(Records from a data collection)
※

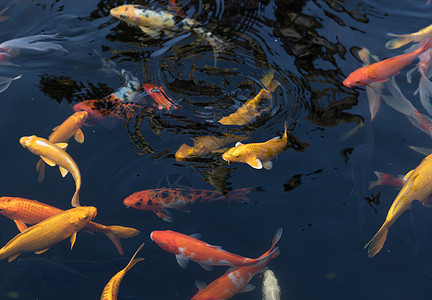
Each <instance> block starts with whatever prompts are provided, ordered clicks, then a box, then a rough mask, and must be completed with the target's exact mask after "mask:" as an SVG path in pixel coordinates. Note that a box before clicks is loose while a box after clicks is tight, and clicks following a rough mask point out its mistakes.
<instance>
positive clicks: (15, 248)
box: [0, 206, 97, 262]
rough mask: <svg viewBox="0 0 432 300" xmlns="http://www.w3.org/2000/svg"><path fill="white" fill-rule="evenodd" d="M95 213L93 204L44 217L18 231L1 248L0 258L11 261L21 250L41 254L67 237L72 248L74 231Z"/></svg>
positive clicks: (87, 221)
mask: <svg viewBox="0 0 432 300" xmlns="http://www.w3.org/2000/svg"><path fill="white" fill-rule="evenodd" d="M96 213H97V209H96V207H94V206H79V207H75V208H71V209H68V210H65V211H63V212H61V213H59V214H57V215H55V216H52V217H50V218H48V219H45V220H43V221H42V222H40V223H38V224H36V225H34V226H31V227H29V228H27V229H26V230H24V231H23V232H21V233H19V234H18V235H16V236H15V237H14V238H13V239H11V240H10V241H9V242H8V243H7V244H6V245H5V246H4V247H3V248H1V249H0V260H2V259H5V258H8V261H9V262H11V261H13V260H14V259H15V258H17V257H18V256H19V255H20V254H21V253H22V252H36V254H41V253H43V252H45V251H47V250H48V249H49V248H51V247H52V246H53V245H55V244H57V243H59V242H61V241H63V240H65V239H67V238H68V237H70V240H71V250H72V248H73V245H74V244H75V240H76V233H77V232H78V231H80V230H81V229H82V228H83V227H84V226H85V225H87V223H88V222H90V220H92V219H93V218H94V217H95V216H96Z"/></svg>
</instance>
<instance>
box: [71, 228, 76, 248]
mask: <svg viewBox="0 0 432 300" xmlns="http://www.w3.org/2000/svg"><path fill="white" fill-rule="evenodd" d="M70 240H71V250H72V248H73V245H74V244H75V241H76V232H74V233H72V235H71V239H70Z"/></svg>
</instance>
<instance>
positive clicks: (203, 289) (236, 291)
mask: <svg viewBox="0 0 432 300" xmlns="http://www.w3.org/2000/svg"><path fill="white" fill-rule="evenodd" d="M281 236H282V228H279V229H278V230H277V232H276V234H275V236H274V237H273V241H272V245H271V247H270V249H269V250H268V251H267V252H265V253H264V254H263V255H261V256H260V257H259V258H262V257H266V261H265V263H264V264H262V265H261V266H255V267H239V268H235V267H232V268H231V269H229V270H228V271H227V272H226V273H225V274H224V275H222V276H221V277H219V278H218V279H216V280H215V281H213V282H212V283H210V284H209V285H208V286H205V285H204V284H202V283H200V282H195V284H196V285H197V287H198V288H199V289H200V290H199V291H198V293H197V294H196V295H195V296H193V297H192V299H191V300H211V299H217V300H225V299H231V298H232V297H234V295H235V294H237V293H243V292H248V291H252V290H253V289H255V286H253V285H251V284H248V283H249V281H251V279H252V278H253V277H254V276H255V275H256V274H257V273H260V272H262V271H263V269H265V267H266V264H267V263H268V262H269V261H270V260H271V259H273V258H275V257H276V256H278V255H279V250H278V249H277V248H276V249H275V245H276V243H277V242H278V241H279V239H280V238H281ZM270 253H271V254H270Z"/></svg>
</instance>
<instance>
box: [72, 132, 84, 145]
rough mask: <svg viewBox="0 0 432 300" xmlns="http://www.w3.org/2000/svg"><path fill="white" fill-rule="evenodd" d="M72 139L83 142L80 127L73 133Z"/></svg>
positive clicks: (82, 136) (81, 132)
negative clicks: (73, 137) (72, 137)
mask: <svg viewBox="0 0 432 300" xmlns="http://www.w3.org/2000/svg"><path fill="white" fill-rule="evenodd" d="M74 139H75V141H77V142H78V143H80V144H82V143H84V133H83V132H82V130H81V129H78V130H77V131H76V132H75V134H74Z"/></svg>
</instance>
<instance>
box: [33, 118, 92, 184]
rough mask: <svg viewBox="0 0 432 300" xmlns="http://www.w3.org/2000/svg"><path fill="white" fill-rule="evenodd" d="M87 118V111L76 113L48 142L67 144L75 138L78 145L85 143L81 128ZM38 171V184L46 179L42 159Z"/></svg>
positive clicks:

※

- **Task to carry out**: Repeat all of the records above verbatim, leaving out the pictures.

- **Response to this exercise**:
Each <instance> block starts with whatever prompts are provided, ordered clicks, then a box, then a rough mask, and must be completed with the target's exact mask after "mask:" as an SVG path in pixel coordinates. Note that a box before clicks is loose while a box after clicks is tight, and clicks following a rough mask point out its mistakes.
<instance>
positive clicks: (15, 248)
box: [0, 206, 97, 262]
rough mask: <svg viewBox="0 0 432 300" xmlns="http://www.w3.org/2000/svg"><path fill="white" fill-rule="evenodd" d="M95 213L93 204L44 217L18 231L1 248L0 258L11 261L21 250L41 254L67 237L72 248L74 231Z"/></svg>
positive clicks: (87, 221)
mask: <svg viewBox="0 0 432 300" xmlns="http://www.w3.org/2000/svg"><path fill="white" fill-rule="evenodd" d="M96 213H97V209H96V207H94V206H79V207H75V208H71V209H68V210H65V211H63V212H61V213H59V214H57V215H55V216H52V217H50V218H48V219H45V220H43V221H42V222H40V223H38V224H36V225H34V226H31V227H29V228H27V229H26V230H24V231H23V232H21V233H19V234H18V235H16V236H15V237H14V238H13V239H11V240H10V241H9V242H8V243H7V244H6V245H5V246H4V247H3V248H1V249H0V260H2V259H5V258H8V261H9V262H11V261H13V260H14V259H15V258H17V257H18V256H19V255H20V254H21V253H22V252H36V254H41V253H43V252H45V251H47V250H48V249H49V248H51V247H52V246H53V245H55V244H57V243H59V242H61V241H63V240H65V239H67V238H68V237H70V240H71V250H72V248H73V245H74V244H75V240H76V233H77V232H78V231H80V230H81V229H82V228H83V227H84V226H85V225H87V223H88V222H90V220H92V219H93V218H94V217H95V216H96Z"/></svg>
</instance>
<instance>
box: [71, 228, 76, 248]
mask: <svg viewBox="0 0 432 300" xmlns="http://www.w3.org/2000/svg"><path fill="white" fill-rule="evenodd" d="M70 240H71V250H72V248H73V245H74V244H75V241H76V232H74V233H72V235H71V239H70Z"/></svg>
</instance>
<instance>
positive clicks: (203, 289) (236, 291)
mask: <svg viewBox="0 0 432 300" xmlns="http://www.w3.org/2000/svg"><path fill="white" fill-rule="evenodd" d="M281 236H282V228H279V229H278V230H277V232H276V234H275V236H274V237H273V241H272V245H271V247H270V249H269V250H268V251H267V252H265V253H264V254H263V255H261V256H260V257H259V258H262V257H266V261H265V263H264V264H262V265H261V266H255V267H239V268H235V267H232V268H231V269H229V270H228V271H227V272H226V273H225V274H224V275H222V276H221V277H219V278H218V279H216V280H215V281H213V282H212V283H210V284H209V285H208V286H205V285H204V284H202V283H200V282H195V284H196V285H197V287H198V288H199V289H200V290H199V291H198V293H197V294H196V295H195V296H193V297H192V299H191V300H211V299H217V300H225V299H231V298H232V297H234V295H235V294H237V293H243V292H248V291H252V290H253V289H255V286H253V285H251V284H248V283H249V281H251V279H252V278H253V277H254V276H255V275H256V274H257V273H260V272H262V271H263V269H265V267H266V264H267V263H268V262H269V261H270V260H271V259H273V258H275V257H276V256H278V255H279V250H278V249H277V248H276V249H275V245H276V243H277V242H278V241H279V239H280V238H281ZM270 253H271V254H270Z"/></svg>
</instance>
<instance>
box: [72, 132, 84, 145]
rough mask: <svg viewBox="0 0 432 300" xmlns="http://www.w3.org/2000/svg"><path fill="white" fill-rule="evenodd" d="M72 139L83 142L80 127L73 133Z"/></svg>
positive clicks: (82, 136) (81, 132)
negative clicks: (73, 137) (72, 137)
mask: <svg viewBox="0 0 432 300" xmlns="http://www.w3.org/2000/svg"><path fill="white" fill-rule="evenodd" d="M74 139H75V141H77V142H78V143H80V144H82V143H84V133H83V132H82V130H81V129H78V130H77V131H76V132H75V134H74Z"/></svg>
</instance>
<instance>
box: [33, 118, 92, 184]
rough mask: <svg viewBox="0 0 432 300" xmlns="http://www.w3.org/2000/svg"><path fill="white" fill-rule="evenodd" d="M87 118V111L76 113L48 142L67 144L75 138L78 145L85 143L81 128ZM38 171V184L46 179L42 159Z"/></svg>
positive clicks:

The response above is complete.